'''

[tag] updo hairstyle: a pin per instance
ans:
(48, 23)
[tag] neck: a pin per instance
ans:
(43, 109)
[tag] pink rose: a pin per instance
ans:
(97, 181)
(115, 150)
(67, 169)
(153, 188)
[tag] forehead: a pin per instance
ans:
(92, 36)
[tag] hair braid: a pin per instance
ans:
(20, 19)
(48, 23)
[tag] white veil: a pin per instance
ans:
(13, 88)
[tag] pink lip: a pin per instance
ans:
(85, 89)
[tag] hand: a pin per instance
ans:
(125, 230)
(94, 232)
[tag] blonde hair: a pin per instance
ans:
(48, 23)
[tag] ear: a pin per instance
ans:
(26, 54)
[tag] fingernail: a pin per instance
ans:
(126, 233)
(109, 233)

'''

▸ **Directions for this task**:
Find every line in the records above that holds the word "pink", and copy each one.

▸ **Expected answer**:
[tag] pink rose: a pin per instance
[tag] pink lip: a pin per instance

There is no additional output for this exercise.